- **Source extract**:
= = = = =

The journey to a high-performing professional learning community.
King, William B.
Valley Career and Technical Center in Fishersville, Virginia, is a
regional career and technical education (CTE) facility that serves the
cities of Staunton and Waynesboro, as well as Augusta County, in the
central Shenandoah Valley in western Virginia. Five hundred students
from seven area high schools participate in 25 different CTE programs.
These programs vary in length from semester-long introductory courses
designed for ninth and tenth graders, to one- and two-year completer
programs for high school juniors and seniors.
Professional learning communities (PLCs) are an internationally
endorsed system of school reform aimed at "dramatically improving
the overall performance of schools, the engagement of students, and the
sense of efficacy and job satisfaction of educators" (Dufour &
Fullan, 2013).
According to their leading proponents, the six characteristics of
high-performing PLCs are:
1. Shared mission (purpose), vision (clear direction), values
(collective commitments) and goals (indicators, timetables and targets),
which are all focused on student learning.
2. Collaborative focus on learning.
3. Collective inquiry into best practices vs. a school's
current reality.
4. Action orientation or learning by doing.
5. Commitment to continuous improvement.
6. Results orientation. (Dufour, Dufour, Eaker, & Many, 2010)
These collaborative teams usually consist of four to six members
who meet regularly (weekly or bi-weekly) to discuss gaps in student
learning and to conduct action research on the implementation of
research-based best practice instructional strategies. PLCs are usually
composed of grade-level teams in elementary schools and subject-area
teams in secondary schools that have a common curriculum and often share
the same students.
However, in comprehensive high schools, CTE teachers, who are
usually the sole instructors (or singletons) in their particular
disciplines, are often put together in a single PLC so that they will
not be left out of the process. Many of these teachers struggle to find
common ground for instructional collaboration. One technologically
driven response to the problem of creating a cohesive PLC out of groups
of singletons has been to virtually link teachers of the same or similar
CTE disciplines across a school district or region by forming virtual
PLCs (Grams, Hebert-Giffen, & Meeder, 2013).
While not exactly rejecting the idea of pursuing virtual PLCs, the
leadership team at Valley Tech has maintained that despite the many
differences in learning targets among our teachers' various
state-mandated course competency lists, there were still sufficient
similarities in our CTE course designs, instructional techniques and
assessment practices to allow for constructive PLC collaboration. Since
the 2010-2011 school year, we have been working toward that end.

= = = = =

[Records pointing to named objects]

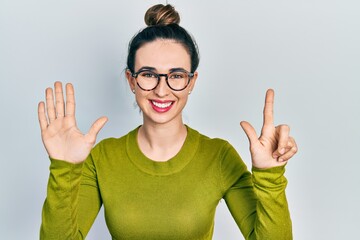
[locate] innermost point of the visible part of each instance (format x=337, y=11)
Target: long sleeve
x=256, y=201
x=73, y=200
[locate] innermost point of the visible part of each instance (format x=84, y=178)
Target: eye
x=177, y=75
x=148, y=75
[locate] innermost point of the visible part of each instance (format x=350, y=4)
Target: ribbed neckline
x=173, y=165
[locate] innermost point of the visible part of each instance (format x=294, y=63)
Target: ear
x=131, y=79
x=193, y=81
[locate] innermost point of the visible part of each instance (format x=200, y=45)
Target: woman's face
x=162, y=104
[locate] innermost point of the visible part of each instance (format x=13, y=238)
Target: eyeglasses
x=148, y=80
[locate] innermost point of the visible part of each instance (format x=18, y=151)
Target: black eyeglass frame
x=159, y=75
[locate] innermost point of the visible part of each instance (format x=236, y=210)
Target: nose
x=162, y=89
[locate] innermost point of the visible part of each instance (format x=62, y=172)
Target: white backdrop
x=307, y=50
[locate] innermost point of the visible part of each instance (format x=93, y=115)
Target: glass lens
x=178, y=80
x=147, y=80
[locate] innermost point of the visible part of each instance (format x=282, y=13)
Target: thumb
x=96, y=127
x=250, y=132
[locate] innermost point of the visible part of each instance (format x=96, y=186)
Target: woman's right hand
x=60, y=134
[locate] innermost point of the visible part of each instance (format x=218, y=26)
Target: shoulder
x=113, y=143
x=210, y=142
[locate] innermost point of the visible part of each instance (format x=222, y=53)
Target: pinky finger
x=42, y=116
x=290, y=152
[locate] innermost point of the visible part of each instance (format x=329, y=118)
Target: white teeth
x=162, y=105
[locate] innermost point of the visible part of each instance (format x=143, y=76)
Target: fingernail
x=282, y=151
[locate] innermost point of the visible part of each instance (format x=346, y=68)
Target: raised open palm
x=61, y=137
x=274, y=147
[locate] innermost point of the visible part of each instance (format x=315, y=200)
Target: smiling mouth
x=162, y=105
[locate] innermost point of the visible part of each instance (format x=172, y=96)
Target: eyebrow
x=154, y=69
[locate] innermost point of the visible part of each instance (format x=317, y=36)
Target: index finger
x=70, y=100
x=269, y=108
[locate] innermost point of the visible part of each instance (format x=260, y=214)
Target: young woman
x=163, y=180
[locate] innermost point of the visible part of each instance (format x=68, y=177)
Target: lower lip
x=161, y=110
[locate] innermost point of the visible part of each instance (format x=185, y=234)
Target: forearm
x=272, y=212
x=60, y=210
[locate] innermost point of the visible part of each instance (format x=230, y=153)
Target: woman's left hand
x=275, y=146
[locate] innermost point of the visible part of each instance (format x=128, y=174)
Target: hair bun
x=161, y=15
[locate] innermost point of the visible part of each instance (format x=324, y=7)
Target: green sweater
x=177, y=199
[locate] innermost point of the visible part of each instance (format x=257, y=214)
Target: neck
x=161, y=142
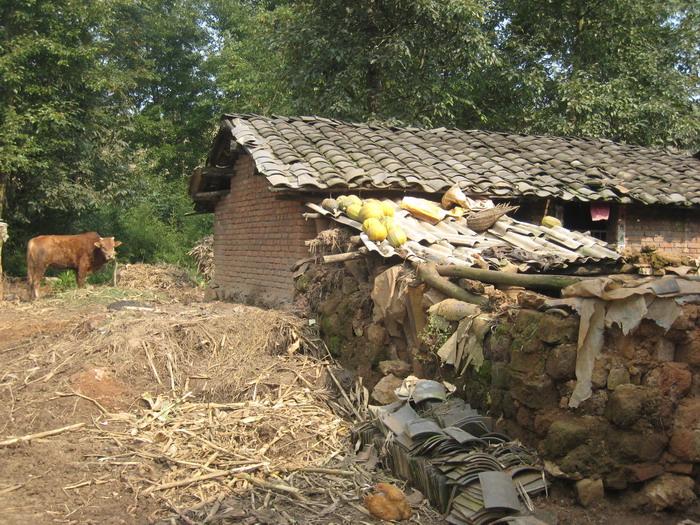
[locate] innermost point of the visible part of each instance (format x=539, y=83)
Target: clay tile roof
x=310, y=153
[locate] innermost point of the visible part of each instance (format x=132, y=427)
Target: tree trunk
x=3, y=179
x=556, y=282
x=429, y=275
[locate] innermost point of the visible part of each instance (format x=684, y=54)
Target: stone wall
x=641, y=425
x=643, y=418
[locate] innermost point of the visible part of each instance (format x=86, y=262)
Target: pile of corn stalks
x=203, y=254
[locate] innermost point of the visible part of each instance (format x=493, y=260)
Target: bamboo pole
x=509, y=279
x=429, y=275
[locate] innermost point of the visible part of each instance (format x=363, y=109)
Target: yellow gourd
x=388, y=208
x=329, y=204
x=396, y=236
x=376, y=230
x=550, y=222
x=371, y=210
x=353, y=211
x=342, y=202
x=388, y=222
x=367, y=224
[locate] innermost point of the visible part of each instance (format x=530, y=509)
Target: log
x=525, y=280
x=430, y=276
x=209, y=195
x=225, y=172
x=342, y=257
x=236, y=472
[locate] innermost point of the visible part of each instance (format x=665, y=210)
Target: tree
x=626, y=70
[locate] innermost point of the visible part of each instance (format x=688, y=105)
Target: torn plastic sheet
x=453, y=309
x=626, y=313
x=606, y=303
x=466, y=345
x=621, y=287
x=388, y=296
x=590, y=342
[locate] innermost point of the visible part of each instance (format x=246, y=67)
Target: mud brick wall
x=643, y=418
x=672, y=230
x=257, y=237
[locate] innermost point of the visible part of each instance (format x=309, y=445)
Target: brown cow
x=84, y=253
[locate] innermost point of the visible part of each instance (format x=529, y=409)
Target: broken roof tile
x=360, y=156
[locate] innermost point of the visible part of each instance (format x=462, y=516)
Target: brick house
x=260, y=171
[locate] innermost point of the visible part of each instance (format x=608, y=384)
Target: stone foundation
x=643, y=418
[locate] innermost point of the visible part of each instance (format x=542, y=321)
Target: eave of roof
x=319, y=154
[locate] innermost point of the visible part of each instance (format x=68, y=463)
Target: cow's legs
x=35, y=274
x=81, y=273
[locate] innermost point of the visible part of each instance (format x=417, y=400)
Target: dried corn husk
x=482, y=220
x=454, y=197
x=423, y=209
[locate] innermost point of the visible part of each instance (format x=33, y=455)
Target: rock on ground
x=383, y=391
x=670, y=491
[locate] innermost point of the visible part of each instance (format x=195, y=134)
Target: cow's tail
x=31, y=268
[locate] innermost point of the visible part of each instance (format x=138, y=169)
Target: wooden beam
x=342, y=257
x=210, y=195
x=525, y=280
x=430, y=276
x=218, y=171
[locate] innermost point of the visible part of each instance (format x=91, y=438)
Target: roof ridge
x=394, y=127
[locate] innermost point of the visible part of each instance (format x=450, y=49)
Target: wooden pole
x=3, y=237
x=342, y=257
x=525, y=280
x=429, y=275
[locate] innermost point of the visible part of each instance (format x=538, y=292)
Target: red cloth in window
x=600, y=211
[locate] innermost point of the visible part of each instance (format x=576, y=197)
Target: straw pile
x=203, y=254
x=229, y=410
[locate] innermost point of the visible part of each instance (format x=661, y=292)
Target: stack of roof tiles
x=312, y=153
x=450, y=453
x=451, y=242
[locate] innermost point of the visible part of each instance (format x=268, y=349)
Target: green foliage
x=107, y=106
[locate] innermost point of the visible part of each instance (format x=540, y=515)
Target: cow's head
x=107, y=245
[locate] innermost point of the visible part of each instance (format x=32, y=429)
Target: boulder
x=636, y=447
x=534, y=391
x=395, y=367
x=625, y=405
x=643, y=471
x=561, y=362
x=590, y=492
x=665, y=350
x=599, y=376
x=669, y=491
x=618, y=375
x=685, y=439
x=689, y=350
x=566, y=434
x=672, y=379
x=376, y=334
x=383, y=391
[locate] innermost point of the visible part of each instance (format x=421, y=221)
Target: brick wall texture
x=672, y=230
x=257, y=237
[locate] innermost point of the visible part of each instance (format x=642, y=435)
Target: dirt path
x=174, y=392
x=169, y=393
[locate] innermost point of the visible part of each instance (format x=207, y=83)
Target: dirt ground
x=182, y=412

= = = = =

- **Parts of the exercise**:
[1] Copy the passage of the professional learning community article starting at "The journey to" and ending at "juniors and seniors.".
[2] Write the next part of the professional learning community article, picking up right after its last sentence.
The items play no part in this work.

- **Answers to the exercises**:
[1]
The journey to a high-performing professional learning community.
King, William B.
Valley Career and Technical Center in Fishersville, Virginia, is a
regional career and technical education (CTE) facility that serves the
cities of Staunton and Waynesboro, as well as Augusta County, in the
central Shenandoah Valley in western Virginia. Five hundred students
from seven area high schools participate in 25 different CTE programs.
These programs vary in length from semester-long introductory courses
designed for ninth and tenth graders, to one- and two-year completer
programs for high school juniors and seniors.

[2]
Need Analysis
Because they are so often singletons, CTE teachers are far more
likely to work in isolation from their colleagues than their academic
peers. Furthermore, because they often act independently, getting them
to collaborate in an instructionally meaningful way with their CTE
colleagues can be a real challenge. Adding to that challenge is the
reality that many CTE teachers are career switchers who entered the
education profession through alternative licensure routes. In many CTE
regional centers like ours that have a heavy emphasis on Trade and
Industrial programs, such as construction, machining, welding and
transportation mechanics, many teachers have not been exposed to
traditional teacher preparation programs (except for a few required
courses), and many have not had any formal education past high school
graduation.
At Valley Tech, this cohort makes up 64 percent of our faculty.
This statistic is perhaps why CTE teachers may be somewhat defensive
about their pedagogical backgrounds and reluctant to discuss curricular
and instructional topics with their peers. For these teachers, technical
competence and practical experience were far more important to their
survival and success in the classroom than any academic preparation. But
that landscape is rapidly changing.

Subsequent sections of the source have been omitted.